== EXTRACTED MATERIAL

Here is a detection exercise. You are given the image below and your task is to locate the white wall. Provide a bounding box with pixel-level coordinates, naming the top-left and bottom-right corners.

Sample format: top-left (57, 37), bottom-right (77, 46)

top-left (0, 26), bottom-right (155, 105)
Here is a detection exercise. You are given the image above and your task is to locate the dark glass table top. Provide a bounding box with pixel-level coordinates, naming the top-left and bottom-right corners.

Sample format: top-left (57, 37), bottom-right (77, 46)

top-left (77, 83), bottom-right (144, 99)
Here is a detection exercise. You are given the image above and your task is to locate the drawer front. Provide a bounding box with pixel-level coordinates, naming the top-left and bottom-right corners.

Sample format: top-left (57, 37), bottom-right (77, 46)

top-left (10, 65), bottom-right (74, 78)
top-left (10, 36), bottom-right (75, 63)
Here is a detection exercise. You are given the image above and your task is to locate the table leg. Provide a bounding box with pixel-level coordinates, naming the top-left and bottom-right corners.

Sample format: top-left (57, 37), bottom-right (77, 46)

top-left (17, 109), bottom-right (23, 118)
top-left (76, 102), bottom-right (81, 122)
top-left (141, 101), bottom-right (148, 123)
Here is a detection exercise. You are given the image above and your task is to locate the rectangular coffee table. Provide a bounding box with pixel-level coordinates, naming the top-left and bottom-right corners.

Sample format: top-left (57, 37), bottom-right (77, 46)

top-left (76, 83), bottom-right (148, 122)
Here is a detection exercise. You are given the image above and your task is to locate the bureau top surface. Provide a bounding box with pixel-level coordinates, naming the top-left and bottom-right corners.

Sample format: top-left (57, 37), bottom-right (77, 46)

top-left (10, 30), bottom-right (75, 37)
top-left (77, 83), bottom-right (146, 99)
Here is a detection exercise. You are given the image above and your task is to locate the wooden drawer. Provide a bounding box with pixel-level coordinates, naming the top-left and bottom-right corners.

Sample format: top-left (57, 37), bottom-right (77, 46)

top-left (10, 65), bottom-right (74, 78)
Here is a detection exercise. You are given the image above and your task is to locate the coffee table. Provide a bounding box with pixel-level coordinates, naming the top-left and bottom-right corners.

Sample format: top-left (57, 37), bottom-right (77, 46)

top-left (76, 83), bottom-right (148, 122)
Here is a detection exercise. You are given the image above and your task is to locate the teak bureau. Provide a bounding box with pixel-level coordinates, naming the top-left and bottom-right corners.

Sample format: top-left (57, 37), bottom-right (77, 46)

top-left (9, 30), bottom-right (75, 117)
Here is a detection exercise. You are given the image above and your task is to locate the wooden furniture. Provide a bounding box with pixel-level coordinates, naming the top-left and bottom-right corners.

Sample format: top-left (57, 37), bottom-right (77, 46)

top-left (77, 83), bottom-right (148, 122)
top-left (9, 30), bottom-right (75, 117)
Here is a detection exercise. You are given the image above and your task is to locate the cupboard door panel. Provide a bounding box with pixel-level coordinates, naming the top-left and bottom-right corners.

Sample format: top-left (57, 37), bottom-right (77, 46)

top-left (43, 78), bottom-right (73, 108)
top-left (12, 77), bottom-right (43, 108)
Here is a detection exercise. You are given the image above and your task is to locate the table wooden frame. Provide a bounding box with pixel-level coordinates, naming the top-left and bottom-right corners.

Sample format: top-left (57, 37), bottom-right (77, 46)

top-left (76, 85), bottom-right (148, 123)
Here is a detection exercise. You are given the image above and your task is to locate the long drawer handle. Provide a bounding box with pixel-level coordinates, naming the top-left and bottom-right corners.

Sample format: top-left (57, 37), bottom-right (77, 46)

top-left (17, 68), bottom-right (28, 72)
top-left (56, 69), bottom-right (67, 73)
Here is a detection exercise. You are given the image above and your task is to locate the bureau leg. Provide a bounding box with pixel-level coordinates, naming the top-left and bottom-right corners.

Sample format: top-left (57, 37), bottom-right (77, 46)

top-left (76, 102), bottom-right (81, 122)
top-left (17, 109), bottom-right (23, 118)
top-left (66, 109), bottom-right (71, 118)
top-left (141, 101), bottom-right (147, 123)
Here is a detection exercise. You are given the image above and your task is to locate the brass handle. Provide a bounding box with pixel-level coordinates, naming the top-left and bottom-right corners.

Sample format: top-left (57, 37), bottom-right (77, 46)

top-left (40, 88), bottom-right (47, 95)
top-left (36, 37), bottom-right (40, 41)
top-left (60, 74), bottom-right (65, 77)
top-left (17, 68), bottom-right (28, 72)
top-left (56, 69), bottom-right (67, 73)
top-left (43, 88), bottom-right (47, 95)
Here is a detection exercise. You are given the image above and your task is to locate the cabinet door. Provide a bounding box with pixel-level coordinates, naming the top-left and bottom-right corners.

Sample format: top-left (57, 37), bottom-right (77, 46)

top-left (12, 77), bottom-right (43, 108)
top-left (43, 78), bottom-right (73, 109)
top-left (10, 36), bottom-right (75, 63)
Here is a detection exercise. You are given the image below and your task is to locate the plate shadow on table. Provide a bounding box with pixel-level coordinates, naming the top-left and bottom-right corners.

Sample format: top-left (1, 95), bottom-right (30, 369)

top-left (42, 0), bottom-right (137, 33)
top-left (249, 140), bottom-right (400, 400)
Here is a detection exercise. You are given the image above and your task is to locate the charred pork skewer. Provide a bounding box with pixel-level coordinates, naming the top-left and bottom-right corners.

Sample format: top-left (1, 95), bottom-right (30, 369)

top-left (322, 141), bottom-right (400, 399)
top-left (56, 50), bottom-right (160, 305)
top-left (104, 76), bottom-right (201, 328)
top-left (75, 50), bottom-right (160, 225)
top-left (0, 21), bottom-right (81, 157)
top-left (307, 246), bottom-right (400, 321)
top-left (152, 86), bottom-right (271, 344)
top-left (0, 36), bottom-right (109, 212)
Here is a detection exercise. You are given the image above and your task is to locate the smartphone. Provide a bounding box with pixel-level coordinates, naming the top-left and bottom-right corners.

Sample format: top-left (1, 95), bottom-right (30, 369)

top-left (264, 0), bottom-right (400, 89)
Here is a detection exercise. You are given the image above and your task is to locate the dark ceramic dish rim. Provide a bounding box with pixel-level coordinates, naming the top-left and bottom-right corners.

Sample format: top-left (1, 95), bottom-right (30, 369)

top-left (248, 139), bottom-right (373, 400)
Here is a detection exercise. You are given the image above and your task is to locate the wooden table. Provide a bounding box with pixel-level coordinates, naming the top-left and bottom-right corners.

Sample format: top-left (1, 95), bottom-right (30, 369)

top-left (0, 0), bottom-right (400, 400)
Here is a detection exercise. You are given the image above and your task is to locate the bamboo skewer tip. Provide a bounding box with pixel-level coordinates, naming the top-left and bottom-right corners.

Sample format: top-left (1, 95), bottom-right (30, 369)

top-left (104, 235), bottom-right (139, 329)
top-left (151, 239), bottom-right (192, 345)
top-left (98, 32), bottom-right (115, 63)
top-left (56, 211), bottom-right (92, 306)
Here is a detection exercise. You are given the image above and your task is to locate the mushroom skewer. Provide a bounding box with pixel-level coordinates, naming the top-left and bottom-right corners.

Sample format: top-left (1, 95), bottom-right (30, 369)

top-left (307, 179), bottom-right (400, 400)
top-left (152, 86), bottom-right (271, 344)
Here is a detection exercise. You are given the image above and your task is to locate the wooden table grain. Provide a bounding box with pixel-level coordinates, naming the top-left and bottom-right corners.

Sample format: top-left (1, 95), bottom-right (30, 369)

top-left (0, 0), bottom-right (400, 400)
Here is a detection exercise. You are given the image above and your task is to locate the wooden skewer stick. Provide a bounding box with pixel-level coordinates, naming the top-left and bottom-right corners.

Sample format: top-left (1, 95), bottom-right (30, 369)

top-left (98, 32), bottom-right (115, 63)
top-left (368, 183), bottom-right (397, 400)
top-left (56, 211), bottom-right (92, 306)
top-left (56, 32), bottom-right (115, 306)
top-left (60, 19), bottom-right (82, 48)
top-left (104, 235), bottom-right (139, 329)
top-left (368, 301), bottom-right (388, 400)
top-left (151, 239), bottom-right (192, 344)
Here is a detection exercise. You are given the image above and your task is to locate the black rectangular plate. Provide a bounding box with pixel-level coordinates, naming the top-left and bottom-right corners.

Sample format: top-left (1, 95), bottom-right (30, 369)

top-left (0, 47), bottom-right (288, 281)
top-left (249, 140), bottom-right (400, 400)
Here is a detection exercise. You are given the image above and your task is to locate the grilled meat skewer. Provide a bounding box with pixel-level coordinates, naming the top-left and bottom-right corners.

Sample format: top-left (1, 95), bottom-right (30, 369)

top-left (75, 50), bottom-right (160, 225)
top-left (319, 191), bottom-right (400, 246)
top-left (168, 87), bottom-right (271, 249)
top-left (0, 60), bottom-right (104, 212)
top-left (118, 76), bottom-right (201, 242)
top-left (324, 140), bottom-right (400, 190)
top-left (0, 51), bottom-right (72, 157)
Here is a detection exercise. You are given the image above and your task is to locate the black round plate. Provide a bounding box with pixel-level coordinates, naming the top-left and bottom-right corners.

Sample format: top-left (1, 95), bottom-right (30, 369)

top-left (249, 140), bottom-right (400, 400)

====

§ **TASK**:
Starting at the row containing "locate the long" and ending at the row containing "top-left (141, 101), bottom-right (147, 123)", write out every row again, requests included, but multiply each bounding-box coordinate in the answers by 1.4 and round to the nearest whole number, with halves rounded up. Leave the numbers in the requests and their sample formats unchanged.

§ **ANSWER TO THE EXERCISE**:
Here is a detection exercise. You are given the image above and your task is to locate the long drawer handle. Provide a bounding box with pixel-level coordinates, naming the top-left and bottom-right corners.

Sample format: top-left (57, 37), bottom-right (77, 46)

top-left (24, 95), bottom-right (39, 101)
top-left (78, 97), bottom-right (94, 102)
Here is a detection exercise. You are given the image above and your task is to locate the bureau leg. Provide a bounding box with pixel-level coordinates, naming the top-left and bottom-right corners.

Sample format: top-left (57, 37), bottom-right (77, 46)

top-left (106, 143), bottom-right (113, 171)
top-left (24, 153), bottom-right (32, 165)
top-left (92, 153), bottom-right (99, 165)
top-left (197, 141), bottom-right (206, 172)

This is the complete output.